# What the exercise asks
Starting at the line that contains "For every instance of the dry" and ending at the end of the records, write out every line again, requests included. Multiply each coordinate in the answers by 2 and round it to a whole number, rounding halves up, and leave the pictures out.

# Supplied data
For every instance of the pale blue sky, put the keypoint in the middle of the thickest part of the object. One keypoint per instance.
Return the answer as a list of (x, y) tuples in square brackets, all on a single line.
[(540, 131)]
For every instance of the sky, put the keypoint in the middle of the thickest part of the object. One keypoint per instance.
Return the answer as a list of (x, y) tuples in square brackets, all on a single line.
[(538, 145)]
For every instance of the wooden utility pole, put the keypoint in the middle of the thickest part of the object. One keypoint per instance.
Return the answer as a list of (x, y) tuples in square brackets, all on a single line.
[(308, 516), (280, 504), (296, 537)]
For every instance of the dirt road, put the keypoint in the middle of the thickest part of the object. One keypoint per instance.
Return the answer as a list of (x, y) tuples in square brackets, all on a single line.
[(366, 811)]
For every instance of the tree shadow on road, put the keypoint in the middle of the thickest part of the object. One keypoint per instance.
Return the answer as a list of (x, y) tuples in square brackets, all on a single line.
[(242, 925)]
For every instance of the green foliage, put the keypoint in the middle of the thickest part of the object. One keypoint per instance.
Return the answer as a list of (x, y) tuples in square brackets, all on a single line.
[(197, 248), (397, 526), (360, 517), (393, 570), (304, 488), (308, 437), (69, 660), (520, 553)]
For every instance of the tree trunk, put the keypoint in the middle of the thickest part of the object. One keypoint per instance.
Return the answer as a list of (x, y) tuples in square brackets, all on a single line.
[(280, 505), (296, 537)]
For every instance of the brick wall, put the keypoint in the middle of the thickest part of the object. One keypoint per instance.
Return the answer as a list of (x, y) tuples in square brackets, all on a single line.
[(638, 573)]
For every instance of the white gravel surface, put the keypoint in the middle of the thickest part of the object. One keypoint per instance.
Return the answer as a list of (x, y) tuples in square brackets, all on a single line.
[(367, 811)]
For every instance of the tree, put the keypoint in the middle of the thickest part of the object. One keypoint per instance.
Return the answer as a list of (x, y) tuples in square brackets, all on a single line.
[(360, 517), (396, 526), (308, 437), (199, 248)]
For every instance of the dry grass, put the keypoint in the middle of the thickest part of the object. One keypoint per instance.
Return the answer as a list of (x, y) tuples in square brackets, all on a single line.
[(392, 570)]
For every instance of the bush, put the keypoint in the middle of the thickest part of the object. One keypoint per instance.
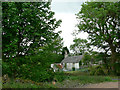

# Solution for this task
For every instance of the dry grass, put the keypoint in the middle of the thickest part of the object. One keypoint per instance.
Return the answer as a list of (x, y) tuples in square brackets, all on a single line.
[(784, 1140)]
For every instance of the bush, put the keypoint in the middle of the thickest part of the object. One keypoint per instance.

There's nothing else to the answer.